## THE PROBLEM
Return the whole Hout Bay dunes article below, word for word, leaving out the material that follows it.

## SOURCE EXTRACT
○ ○ ○ ○ ○ ○ ○

Auriol Cloete, the Tiresias of Hangberg

Auriol Cloete

Sometimes a dune is a dune is a dune (thank you, Gertrude Stein). And sometimes … it’s not.

The Cape Times reports: “The city council has created a Frankenstein’s monster by planting grass on the Hout Bay dunes to stabilise them.” Here’s the story, in a nutshell. Until the 1940s, the winds between Hout Bay and Sandy Bay created a mobile sand dune. Then, people built houses. Then, homeowners demanded the dunes be stopped. And so the City started grassing the dunes. Now, Sandy Beach is just about disappeared, and Hout Bay has a second dune that is literally devouring roads, houses, and more. And there’s more to come. It’s the urban development eggplant that ate … Hout Bay.

This would be a laughable parable of urban `development’ if it weren’t for other recent Hout Bay news: toilets. A little while ago, 14 new toilets were installed in the Hangberg informal settlement. In 2010, Hangberg was the site of ferocious engagements, as the City Council, the same one that has created the second dune, did its best, or worst, to pound the location into smithereens. That resulted in the uprising of Hangberg.

○ ○ ○ ○ ○ ○ ○

## DATASET
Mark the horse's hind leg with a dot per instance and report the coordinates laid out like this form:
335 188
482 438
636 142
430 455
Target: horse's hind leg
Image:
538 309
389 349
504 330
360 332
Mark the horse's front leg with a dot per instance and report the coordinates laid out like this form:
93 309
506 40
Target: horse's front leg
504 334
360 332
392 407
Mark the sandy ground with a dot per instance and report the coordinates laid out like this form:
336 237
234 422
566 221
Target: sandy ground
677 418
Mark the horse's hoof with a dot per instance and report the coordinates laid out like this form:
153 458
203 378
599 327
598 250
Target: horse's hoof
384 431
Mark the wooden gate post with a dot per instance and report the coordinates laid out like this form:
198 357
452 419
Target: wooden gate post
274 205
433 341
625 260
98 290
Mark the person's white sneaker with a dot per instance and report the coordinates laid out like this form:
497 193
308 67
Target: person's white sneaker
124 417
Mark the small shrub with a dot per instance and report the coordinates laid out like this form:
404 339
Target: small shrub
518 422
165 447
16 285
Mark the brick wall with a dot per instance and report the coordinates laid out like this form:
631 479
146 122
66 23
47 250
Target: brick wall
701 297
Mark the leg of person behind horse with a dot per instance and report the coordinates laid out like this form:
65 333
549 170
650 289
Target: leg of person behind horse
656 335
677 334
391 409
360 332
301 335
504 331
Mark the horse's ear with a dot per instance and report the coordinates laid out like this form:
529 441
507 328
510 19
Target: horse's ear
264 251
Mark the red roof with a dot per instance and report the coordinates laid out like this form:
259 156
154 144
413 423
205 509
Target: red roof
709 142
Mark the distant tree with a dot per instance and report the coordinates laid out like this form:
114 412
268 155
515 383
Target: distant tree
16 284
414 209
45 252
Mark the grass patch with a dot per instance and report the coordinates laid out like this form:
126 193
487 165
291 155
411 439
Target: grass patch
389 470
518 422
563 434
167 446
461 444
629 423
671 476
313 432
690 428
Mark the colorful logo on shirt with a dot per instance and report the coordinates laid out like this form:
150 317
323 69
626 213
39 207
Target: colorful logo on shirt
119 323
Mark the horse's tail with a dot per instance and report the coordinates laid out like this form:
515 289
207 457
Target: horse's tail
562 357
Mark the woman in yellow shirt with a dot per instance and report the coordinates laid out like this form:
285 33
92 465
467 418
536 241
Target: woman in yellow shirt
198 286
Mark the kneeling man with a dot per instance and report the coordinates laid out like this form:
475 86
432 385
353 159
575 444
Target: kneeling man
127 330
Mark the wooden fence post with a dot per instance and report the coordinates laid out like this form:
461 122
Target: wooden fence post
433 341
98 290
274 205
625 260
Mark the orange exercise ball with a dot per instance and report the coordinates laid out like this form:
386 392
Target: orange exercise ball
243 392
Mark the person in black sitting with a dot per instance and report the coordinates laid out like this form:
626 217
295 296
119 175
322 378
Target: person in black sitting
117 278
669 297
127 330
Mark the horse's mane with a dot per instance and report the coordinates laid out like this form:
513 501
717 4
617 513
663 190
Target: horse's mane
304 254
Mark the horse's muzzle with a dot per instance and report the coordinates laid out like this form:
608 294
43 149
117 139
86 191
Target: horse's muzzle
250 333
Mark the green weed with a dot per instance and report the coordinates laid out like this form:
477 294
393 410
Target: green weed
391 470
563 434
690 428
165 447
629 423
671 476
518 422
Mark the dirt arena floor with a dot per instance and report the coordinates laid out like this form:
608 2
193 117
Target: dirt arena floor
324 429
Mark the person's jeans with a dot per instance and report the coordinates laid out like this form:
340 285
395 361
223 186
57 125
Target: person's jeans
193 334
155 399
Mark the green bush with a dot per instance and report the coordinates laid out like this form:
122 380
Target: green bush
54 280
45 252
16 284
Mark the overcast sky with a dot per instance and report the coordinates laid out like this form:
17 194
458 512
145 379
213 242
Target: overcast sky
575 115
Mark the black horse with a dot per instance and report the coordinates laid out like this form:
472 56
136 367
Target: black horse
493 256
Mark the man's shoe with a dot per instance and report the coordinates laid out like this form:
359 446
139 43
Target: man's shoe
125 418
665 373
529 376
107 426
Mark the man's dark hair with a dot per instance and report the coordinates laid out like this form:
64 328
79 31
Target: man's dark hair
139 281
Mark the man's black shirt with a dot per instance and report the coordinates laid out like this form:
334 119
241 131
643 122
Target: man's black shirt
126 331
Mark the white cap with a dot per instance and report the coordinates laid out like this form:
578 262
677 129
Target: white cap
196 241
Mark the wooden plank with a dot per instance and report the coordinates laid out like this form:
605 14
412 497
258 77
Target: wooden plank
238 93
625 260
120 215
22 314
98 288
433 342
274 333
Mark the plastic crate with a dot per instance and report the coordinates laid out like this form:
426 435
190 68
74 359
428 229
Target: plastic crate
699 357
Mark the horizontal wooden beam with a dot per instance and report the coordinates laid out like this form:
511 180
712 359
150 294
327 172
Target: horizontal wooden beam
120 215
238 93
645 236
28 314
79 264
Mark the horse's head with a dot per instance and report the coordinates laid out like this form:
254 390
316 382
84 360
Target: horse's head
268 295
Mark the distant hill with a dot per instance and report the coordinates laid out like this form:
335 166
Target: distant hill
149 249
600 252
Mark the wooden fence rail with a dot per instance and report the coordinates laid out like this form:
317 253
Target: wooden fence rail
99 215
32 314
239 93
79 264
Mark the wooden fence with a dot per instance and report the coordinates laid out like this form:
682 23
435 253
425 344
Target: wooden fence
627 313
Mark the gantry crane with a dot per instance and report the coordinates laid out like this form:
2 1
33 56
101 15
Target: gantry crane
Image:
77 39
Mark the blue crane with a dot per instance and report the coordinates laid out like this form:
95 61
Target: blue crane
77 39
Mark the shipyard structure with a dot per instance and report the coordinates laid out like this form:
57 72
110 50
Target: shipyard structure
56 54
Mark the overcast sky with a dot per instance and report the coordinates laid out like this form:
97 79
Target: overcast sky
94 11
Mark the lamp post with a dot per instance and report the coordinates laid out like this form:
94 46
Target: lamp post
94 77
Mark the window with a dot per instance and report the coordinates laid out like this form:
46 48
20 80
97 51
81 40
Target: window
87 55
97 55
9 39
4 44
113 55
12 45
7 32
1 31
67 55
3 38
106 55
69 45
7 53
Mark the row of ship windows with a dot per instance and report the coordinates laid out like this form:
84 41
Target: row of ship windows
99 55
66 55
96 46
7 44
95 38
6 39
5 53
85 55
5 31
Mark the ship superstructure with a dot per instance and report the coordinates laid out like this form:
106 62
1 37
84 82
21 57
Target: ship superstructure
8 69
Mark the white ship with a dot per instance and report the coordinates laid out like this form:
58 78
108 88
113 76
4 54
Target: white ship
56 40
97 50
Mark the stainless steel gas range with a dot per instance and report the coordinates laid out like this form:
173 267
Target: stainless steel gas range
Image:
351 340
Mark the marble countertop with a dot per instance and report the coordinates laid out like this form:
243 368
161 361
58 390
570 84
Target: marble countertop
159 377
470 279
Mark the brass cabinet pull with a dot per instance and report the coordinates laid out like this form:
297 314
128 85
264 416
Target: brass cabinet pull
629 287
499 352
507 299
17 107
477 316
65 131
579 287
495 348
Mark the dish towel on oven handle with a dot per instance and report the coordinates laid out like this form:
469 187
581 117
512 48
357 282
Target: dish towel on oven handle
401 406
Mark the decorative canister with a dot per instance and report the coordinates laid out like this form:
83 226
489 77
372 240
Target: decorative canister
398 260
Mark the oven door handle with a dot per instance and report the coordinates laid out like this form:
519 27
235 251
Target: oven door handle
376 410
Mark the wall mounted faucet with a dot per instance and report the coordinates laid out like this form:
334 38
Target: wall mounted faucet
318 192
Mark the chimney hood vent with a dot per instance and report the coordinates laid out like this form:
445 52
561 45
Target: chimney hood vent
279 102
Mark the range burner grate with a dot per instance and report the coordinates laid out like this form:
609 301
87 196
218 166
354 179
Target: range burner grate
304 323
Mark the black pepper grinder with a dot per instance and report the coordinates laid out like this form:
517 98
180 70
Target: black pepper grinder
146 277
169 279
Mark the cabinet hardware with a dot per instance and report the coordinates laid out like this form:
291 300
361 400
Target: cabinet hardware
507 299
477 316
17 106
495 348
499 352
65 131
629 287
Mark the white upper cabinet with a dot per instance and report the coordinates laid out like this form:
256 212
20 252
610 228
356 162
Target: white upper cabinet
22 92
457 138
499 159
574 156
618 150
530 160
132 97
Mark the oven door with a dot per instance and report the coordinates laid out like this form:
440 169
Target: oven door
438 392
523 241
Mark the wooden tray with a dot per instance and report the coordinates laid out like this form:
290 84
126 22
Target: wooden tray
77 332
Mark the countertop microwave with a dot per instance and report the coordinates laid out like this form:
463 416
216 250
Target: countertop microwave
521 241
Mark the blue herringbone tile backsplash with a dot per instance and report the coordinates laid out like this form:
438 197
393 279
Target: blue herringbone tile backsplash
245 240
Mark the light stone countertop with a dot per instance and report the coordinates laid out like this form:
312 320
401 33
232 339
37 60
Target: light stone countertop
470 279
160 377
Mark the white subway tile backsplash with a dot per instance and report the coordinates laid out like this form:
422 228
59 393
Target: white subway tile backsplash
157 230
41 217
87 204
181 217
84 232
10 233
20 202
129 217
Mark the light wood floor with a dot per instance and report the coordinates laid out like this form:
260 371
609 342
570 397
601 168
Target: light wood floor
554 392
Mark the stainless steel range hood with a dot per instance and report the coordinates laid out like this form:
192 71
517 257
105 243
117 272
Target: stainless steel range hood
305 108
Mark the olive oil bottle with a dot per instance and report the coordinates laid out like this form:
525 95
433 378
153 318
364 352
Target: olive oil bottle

○ ○ ○ ○ ○ ○ ○

## ANSWER TO THIS TASK
Auriol Cloete, the Tiresias of Hangberg

Auriol Cloete

Sometimes a dune is a dune is a dune (thank you, Gertrude Stein). And sometimes … it’s not.

The Cape Times reports: “The city council has created a Frankenstein’s monster by planting grass on the Hout Bay dunes to stabilise them.” Here’s the story, in a nutshell. Until the 1940s, the winds between Hout Bay and Sandy Bay created a mobile sand dune. Then, people built houses. Then, homeowners demanded the dunes be stopped. And so the City started grassing the dunes. Now, Sandy Beach is just about disappeared, and Hout Bay has a second dune that is literally devouring roads, houses, and more. And there’s more to come. It’s the urban development eggplant that ate … Hout Bay.

This would be a laughable parable of urban `development’ if it weren’t for other recent Hout Bay news: toilets. A little while ago, 14 new toilets were installed in the Hangberg informal settlement. In 2010, Hangberg was the site of ferocious engagements, as the City Council, the same one that has created the second dune, did its best, or worst, to pound the location into smithereens. That resulted in the uprising of Hangberg.